DATASET ROWS
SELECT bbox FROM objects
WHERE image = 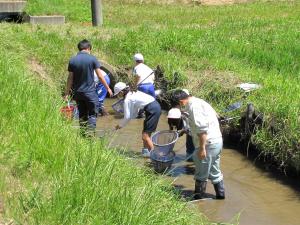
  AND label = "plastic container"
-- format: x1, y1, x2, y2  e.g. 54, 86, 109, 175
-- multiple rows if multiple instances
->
151, 130, 178, 156
111, 99, 124, 113
60, 105, 74, 120
150, 150, 175, 173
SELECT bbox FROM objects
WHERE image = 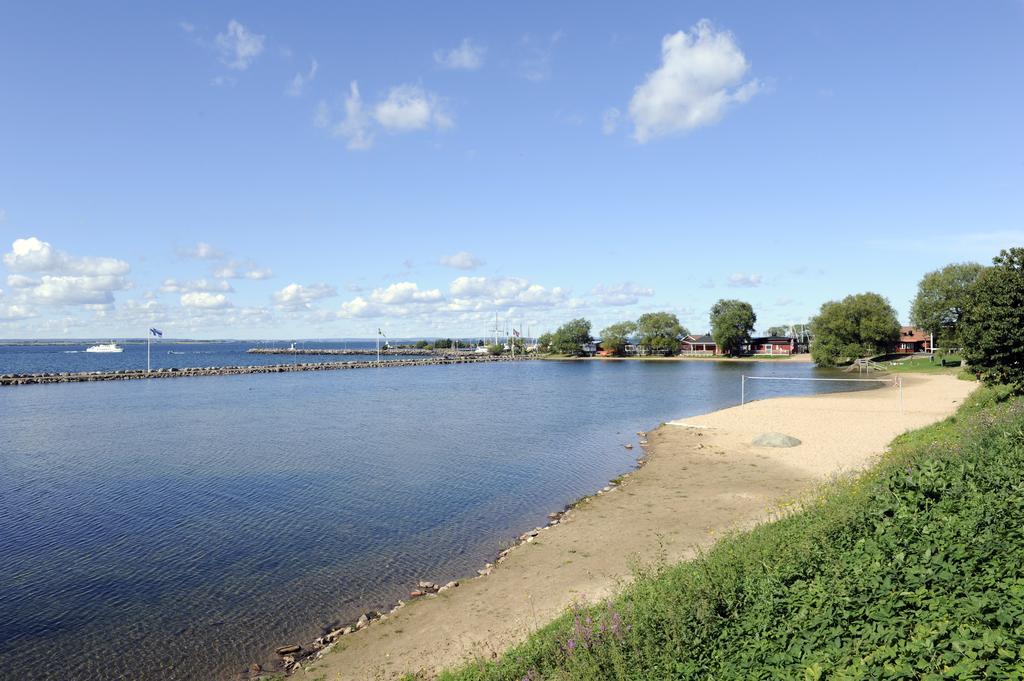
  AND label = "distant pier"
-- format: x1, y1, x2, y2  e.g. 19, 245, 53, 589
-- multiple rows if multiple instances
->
246, 347, 454, 357
0, 348, 530, 386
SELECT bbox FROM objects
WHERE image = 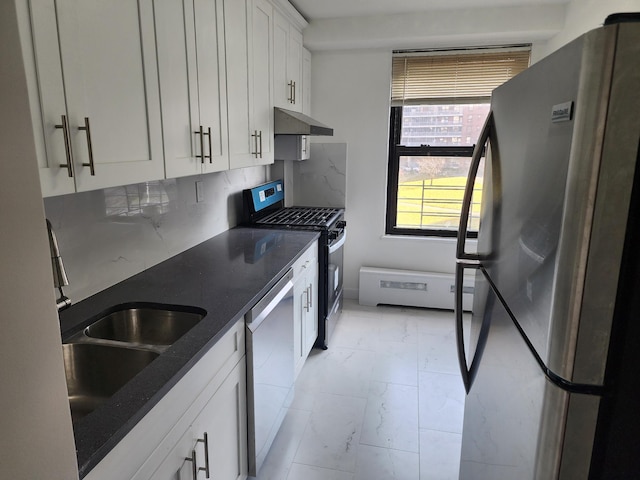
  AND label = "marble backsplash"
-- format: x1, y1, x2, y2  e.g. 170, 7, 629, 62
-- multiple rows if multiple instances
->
44, 167, 268, 303
292, 143, 347, 207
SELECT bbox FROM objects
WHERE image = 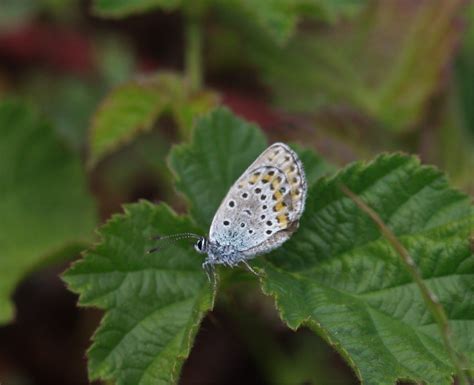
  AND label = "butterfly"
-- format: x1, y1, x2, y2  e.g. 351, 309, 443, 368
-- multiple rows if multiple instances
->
150, 143, 307, 282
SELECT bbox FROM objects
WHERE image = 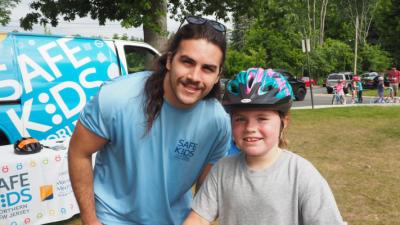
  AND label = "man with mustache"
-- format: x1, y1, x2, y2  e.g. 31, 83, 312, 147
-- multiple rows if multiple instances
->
68, 16, 231, 225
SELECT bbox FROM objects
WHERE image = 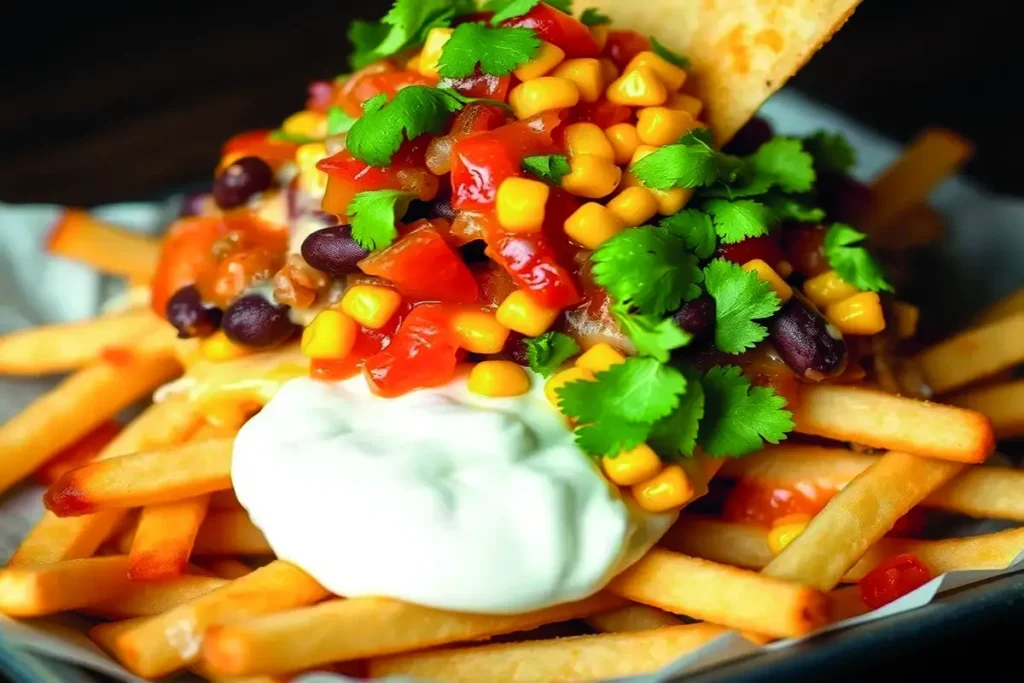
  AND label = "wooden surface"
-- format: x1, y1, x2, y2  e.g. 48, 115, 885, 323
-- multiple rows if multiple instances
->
0, 0, 1024, 205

REQUIRED WORK
Copy all the lines above, changing every "bbox" to "bounding_box" and keeping everything else the same. Leave the pictures out of your answer.

CORRECT OUTPUT
SELECT bounding_box FROM objects
WHERE image = 
  AND label = "plastic container"
-- format: x1, y1, x2, y2  e.g. 54, 86, 109, 175
-- multiple rows if multiple instances
->
151, 130, 178, 156
111, 99, 124, 113
60, 105, 74, 120
150, 150, 175, 173
SELECT bounding_box FROM objects
WHERE image = 
  AND label = "distant pier"
-- format: x1, y1, x2, y2  e.g. 19, 245, 53, 589
-- multiple rows if multiple instances
->
246, 347, 454, 357
0, 348, 530, 386
SELECT bounding_box FROM objects
WHERE image = 
  AND label = "marble backsplash"
-- format: x1, y1, x2, y2  e.g. 170, 7, 629, 62
-- multiple rows if multiple instances
->
44, 167, 268, 303
292, 143, 347, 207
SELECT bounding_box FROM objects
WHERE image = 
  AND label = "butterfly"
-- format: x1, y1, x2, y2  e.g. 351, 309, 443, 368
-- multiple rows if multiple instances
->
150, 143, 307, 282
SELECT bounding_box FROM objects
WHERE image = 
  AND label = "man with mustache"
-- format: x1, y1, x2, y2  e.g. 31, 83, 312, 147
-- multiple rows if multiple instances
->
68, 16, 231, 225
SELECT bounding_box FROM objects
WHERE image = 
  AND label = "wooden surface"
-- format: x1, y1, x2, y2  e.g. 48, 115, 885, 323
-- multiple rows if multiple instances
->
0, 0, 1024, 205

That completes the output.